> **Exercise requirements**:
Copy out once more, exactly, the line with "Target: wooden plank" and all the lines after it, up to the last line of the data.
Data for this task Block Start
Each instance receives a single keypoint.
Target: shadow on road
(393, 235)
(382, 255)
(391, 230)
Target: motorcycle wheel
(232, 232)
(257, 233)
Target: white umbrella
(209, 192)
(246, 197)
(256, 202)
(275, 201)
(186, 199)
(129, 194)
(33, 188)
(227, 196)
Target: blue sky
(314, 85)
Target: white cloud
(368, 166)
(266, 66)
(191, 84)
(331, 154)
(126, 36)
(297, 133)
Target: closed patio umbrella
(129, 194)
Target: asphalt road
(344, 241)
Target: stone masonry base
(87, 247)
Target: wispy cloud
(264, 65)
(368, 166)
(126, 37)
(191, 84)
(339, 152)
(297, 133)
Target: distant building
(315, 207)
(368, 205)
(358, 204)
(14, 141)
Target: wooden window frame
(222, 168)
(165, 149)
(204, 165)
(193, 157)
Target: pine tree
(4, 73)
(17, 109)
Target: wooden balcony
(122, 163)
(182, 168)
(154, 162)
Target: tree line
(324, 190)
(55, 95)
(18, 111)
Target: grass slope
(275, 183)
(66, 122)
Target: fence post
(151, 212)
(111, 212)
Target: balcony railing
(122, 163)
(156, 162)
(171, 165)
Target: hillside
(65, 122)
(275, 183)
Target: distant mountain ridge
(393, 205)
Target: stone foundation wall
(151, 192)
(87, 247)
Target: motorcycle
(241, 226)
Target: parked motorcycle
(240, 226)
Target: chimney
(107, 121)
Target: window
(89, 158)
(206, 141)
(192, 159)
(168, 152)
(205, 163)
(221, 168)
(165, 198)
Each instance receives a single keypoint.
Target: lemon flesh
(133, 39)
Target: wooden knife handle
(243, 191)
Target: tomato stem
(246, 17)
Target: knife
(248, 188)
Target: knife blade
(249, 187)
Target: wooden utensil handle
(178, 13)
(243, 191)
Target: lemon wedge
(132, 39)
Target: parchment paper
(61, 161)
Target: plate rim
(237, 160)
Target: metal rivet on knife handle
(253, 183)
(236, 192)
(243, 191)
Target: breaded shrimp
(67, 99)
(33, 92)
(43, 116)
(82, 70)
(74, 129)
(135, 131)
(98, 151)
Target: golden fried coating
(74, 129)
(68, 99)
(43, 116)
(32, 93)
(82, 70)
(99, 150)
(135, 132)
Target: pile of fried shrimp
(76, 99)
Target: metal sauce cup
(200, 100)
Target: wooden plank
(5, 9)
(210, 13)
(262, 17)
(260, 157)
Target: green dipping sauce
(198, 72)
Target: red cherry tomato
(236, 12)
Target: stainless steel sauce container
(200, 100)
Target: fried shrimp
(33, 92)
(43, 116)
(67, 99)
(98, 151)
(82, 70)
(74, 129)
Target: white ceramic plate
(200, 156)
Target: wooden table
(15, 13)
Data for this task Block End
> **Solution to the problem**:
Target: wooden plank
(5, 9)
(210, 13)
(262, 17)
(260, 157)
Target: green dipping sauce
(198, 72)
Target: red cherry tomato
(236, 12)
Target: stainless steel sauce container
(200, 100)
Target: fried shrimp
(33, 92)
(43, 116)
(67, 99)
(98, 151)
(82, 70)
(74, 129)
Target: white ceramic plate
(200, 156)
Target: wooden table
(15, 13)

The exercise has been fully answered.